Given data Start Marker
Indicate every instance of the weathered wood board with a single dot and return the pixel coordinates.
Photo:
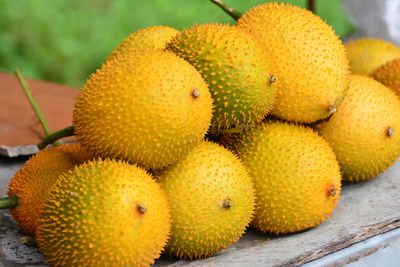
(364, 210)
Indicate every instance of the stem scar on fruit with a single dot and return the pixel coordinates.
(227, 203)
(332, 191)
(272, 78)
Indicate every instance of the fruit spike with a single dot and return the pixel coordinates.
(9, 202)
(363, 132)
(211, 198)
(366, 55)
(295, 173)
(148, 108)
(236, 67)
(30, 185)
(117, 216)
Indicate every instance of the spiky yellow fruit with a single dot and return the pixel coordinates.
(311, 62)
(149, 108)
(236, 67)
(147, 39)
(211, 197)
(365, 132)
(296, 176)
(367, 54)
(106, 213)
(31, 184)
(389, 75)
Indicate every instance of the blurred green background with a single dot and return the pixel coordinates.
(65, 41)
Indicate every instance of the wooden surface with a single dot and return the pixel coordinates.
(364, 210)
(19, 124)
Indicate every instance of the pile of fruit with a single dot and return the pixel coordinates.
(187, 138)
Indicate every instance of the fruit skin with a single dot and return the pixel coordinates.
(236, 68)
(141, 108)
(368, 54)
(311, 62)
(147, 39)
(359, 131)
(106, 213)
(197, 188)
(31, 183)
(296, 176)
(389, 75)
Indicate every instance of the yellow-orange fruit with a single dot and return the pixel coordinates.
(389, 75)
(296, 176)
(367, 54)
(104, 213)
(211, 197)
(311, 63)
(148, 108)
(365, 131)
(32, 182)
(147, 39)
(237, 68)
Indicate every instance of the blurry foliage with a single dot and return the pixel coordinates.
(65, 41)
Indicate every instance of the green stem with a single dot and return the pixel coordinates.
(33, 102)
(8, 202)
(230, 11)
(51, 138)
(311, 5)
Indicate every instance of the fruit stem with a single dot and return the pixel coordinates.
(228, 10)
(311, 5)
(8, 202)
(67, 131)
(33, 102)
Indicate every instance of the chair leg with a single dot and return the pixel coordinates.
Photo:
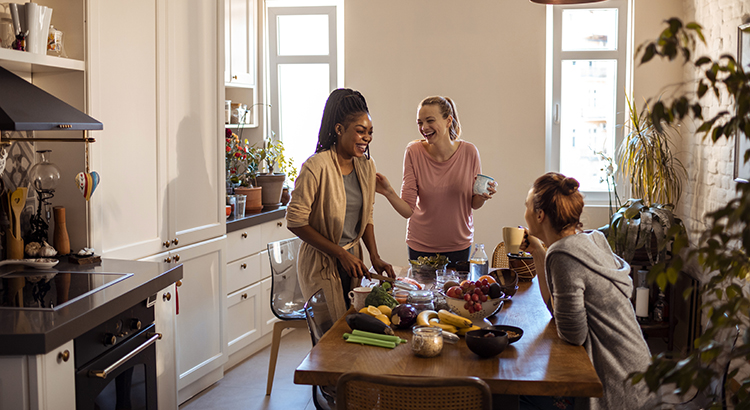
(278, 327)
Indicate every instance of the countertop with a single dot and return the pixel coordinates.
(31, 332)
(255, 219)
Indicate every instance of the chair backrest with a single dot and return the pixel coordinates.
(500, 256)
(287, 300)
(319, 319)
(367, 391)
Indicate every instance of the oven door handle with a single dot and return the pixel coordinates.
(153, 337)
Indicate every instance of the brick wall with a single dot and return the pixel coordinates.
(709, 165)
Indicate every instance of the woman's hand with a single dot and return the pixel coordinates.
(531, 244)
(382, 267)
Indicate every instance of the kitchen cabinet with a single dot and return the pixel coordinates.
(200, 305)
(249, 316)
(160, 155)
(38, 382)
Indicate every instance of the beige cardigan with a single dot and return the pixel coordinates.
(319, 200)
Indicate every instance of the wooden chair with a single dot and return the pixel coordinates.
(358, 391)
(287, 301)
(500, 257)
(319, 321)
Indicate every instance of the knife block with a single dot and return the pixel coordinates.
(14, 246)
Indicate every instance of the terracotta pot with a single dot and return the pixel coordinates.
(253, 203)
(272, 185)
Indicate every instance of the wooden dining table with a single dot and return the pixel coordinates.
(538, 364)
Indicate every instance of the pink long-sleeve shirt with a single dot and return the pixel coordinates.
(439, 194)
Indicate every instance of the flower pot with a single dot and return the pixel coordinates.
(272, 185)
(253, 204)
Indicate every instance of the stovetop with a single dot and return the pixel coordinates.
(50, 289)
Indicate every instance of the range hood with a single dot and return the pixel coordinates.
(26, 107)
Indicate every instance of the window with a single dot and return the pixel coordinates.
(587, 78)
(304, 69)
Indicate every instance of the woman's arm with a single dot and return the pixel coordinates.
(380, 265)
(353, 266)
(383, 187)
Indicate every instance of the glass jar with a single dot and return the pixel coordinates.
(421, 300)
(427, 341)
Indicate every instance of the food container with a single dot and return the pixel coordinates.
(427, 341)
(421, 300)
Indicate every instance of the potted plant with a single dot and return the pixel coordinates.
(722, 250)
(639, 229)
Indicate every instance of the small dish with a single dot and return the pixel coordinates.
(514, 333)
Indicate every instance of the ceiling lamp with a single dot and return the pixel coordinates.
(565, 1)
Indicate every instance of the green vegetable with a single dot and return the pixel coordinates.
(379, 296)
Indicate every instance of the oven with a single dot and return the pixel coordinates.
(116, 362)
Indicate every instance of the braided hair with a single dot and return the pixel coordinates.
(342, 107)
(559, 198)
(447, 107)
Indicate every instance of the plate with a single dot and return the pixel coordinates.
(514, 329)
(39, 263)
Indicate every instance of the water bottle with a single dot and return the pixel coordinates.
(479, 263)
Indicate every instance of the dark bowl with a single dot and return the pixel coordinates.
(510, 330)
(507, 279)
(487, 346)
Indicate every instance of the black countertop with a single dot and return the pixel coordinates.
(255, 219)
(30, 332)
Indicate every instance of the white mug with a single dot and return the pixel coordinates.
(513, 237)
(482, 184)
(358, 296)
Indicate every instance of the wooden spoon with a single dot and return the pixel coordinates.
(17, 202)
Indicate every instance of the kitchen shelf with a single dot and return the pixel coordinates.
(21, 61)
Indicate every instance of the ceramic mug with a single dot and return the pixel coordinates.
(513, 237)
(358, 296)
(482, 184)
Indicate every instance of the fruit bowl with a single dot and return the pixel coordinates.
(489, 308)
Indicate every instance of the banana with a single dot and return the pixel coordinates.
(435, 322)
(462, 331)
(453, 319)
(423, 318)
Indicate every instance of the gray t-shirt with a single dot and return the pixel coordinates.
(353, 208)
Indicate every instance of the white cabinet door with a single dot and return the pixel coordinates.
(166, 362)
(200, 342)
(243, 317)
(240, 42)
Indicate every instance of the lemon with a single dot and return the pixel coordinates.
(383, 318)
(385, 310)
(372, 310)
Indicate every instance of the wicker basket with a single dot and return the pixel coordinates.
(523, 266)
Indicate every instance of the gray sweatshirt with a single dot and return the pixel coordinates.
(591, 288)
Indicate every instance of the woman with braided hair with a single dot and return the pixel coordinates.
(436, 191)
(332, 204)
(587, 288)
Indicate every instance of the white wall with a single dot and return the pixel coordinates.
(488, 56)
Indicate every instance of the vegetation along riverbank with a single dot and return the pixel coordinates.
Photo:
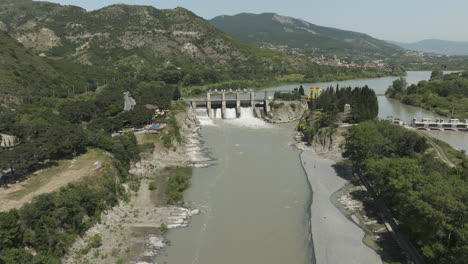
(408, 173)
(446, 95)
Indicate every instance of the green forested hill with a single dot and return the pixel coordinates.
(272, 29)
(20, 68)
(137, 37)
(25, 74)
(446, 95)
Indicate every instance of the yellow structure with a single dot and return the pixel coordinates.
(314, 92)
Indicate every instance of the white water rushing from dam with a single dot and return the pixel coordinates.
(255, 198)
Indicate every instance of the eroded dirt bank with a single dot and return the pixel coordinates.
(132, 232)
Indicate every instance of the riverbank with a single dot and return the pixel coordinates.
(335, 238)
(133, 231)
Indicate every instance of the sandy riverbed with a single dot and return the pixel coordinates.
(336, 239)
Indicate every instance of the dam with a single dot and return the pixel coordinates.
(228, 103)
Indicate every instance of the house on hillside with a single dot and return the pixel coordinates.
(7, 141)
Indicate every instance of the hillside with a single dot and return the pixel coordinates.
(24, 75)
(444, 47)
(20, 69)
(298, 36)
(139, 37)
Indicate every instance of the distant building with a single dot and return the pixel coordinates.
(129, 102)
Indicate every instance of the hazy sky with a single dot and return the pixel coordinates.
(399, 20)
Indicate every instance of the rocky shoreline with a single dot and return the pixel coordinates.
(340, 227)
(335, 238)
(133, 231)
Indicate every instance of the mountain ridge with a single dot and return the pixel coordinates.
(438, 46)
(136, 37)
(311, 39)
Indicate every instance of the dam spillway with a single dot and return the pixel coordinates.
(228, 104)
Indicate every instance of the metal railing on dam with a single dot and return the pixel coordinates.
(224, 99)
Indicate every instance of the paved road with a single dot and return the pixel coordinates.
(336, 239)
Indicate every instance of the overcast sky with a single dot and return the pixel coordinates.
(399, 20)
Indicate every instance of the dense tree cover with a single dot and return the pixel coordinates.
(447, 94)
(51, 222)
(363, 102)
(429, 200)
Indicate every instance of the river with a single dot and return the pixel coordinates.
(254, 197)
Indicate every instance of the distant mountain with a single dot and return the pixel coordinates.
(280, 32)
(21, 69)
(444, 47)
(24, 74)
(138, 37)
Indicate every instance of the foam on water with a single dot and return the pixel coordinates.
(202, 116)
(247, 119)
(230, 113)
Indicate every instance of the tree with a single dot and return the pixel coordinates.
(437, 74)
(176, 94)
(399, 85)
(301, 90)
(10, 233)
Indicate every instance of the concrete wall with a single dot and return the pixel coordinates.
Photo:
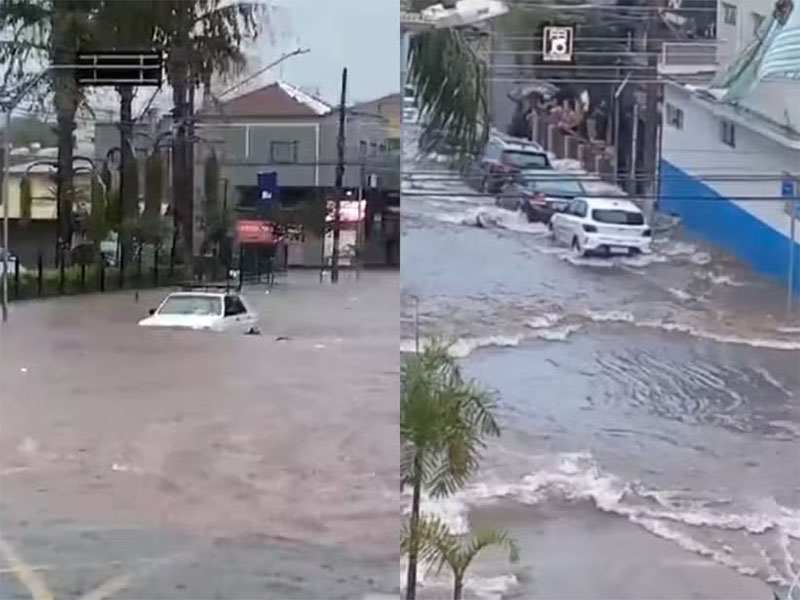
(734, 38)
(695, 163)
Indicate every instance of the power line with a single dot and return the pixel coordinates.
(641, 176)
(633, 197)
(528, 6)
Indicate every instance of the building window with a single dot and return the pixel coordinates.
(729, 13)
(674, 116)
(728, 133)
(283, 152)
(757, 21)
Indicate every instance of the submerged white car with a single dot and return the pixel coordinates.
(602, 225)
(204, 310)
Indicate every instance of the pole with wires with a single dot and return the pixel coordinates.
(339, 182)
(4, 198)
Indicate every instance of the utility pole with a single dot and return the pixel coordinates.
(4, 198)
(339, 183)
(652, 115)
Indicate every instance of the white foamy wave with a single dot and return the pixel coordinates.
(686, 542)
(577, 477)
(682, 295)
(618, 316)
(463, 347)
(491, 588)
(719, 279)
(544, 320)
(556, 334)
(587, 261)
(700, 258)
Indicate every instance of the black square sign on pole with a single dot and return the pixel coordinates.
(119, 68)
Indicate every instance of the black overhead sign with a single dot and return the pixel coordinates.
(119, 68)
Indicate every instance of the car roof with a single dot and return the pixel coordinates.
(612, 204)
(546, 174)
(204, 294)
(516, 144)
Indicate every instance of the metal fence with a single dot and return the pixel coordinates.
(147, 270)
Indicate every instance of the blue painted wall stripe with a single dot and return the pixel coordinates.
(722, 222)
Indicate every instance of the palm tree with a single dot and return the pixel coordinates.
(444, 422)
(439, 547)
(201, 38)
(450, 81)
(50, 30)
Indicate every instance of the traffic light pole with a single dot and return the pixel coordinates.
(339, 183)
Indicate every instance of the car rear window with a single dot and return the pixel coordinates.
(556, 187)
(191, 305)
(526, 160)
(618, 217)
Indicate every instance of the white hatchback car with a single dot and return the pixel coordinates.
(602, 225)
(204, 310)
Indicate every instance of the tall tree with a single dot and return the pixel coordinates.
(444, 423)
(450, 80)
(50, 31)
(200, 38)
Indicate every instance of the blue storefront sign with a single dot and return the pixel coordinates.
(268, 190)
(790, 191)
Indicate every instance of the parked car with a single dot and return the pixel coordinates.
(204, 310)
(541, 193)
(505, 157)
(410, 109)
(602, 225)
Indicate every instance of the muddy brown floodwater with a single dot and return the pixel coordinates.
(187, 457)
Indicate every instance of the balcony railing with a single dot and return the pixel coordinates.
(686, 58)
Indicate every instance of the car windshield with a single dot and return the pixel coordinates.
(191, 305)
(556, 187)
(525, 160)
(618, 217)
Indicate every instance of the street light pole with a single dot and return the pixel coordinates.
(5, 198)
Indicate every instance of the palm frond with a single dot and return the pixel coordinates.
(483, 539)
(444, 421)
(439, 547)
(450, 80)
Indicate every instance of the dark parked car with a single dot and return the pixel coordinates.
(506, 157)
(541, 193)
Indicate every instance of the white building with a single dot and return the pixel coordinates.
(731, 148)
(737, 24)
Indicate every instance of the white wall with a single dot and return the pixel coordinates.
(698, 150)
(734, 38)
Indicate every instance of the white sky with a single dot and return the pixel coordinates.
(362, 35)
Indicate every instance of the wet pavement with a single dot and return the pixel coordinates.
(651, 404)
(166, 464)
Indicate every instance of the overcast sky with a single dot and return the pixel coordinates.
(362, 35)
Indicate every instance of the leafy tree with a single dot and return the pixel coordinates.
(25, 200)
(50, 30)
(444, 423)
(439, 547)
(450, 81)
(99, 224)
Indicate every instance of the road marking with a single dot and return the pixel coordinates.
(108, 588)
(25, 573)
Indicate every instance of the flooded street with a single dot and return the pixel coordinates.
Given data End Marker
## Problem requirements
Please print the lines from the one containing "Indicate every instance of the balcony" through the last line of the material, exactly, and leave out all other lines.

## Your solution
Indicate every instance of the balcony railing with a single dot and return the pixel coordinates.
(686, 58)
Indicate every instance of the car windshield with a single dot and return the pixel coordinates.
(191, 305)
(556, 187)
(525, 160)
(618, 217)
Indicate every instance of the street light pole with a single dot and return the pixel coordinates.
(5, 198)
Indicate every instance of the palm frond with a single dot and return the pixel coordinates.
(483, 539)
(444, 421)
(439, 547)
(450, 80)
Indicate every instance of the dark parked car with a single dot and return the pixel coordinates.
(506, 157)
(541, 193)
Indicate every instance of the white building with a single dot and return the pixel coordinates.
(731, 148)
(737, 24)
Indicate every instance of the white wall with a single dot and return the pixel coordinates.
(698, 150)
(734, 38)
Indicate every instance of the white sky with a single dot and return the pixel coordinates.
(362, 35)
Indicate every instance of the wet pavement with a single dot and return the pixel coordinates.
(651, 404)
(166, 464)
Indicate every instance of the overcast sky with a single dot and return the pixel coordinates.
(362, 35)
Indicate every instance of the leafy tree with a single dot and return the pixel coordinates.
(25, 200)
(50, 30)
(444, 423)
(439, 547)
(450, 81)
(99, 224)
Indicate every instance of the road marking with a single dot and return the pixel coordinates.
(108, 588)
(25, 573)
Indicate every instance of the flooded street with a single dot and return the pixel coordinates.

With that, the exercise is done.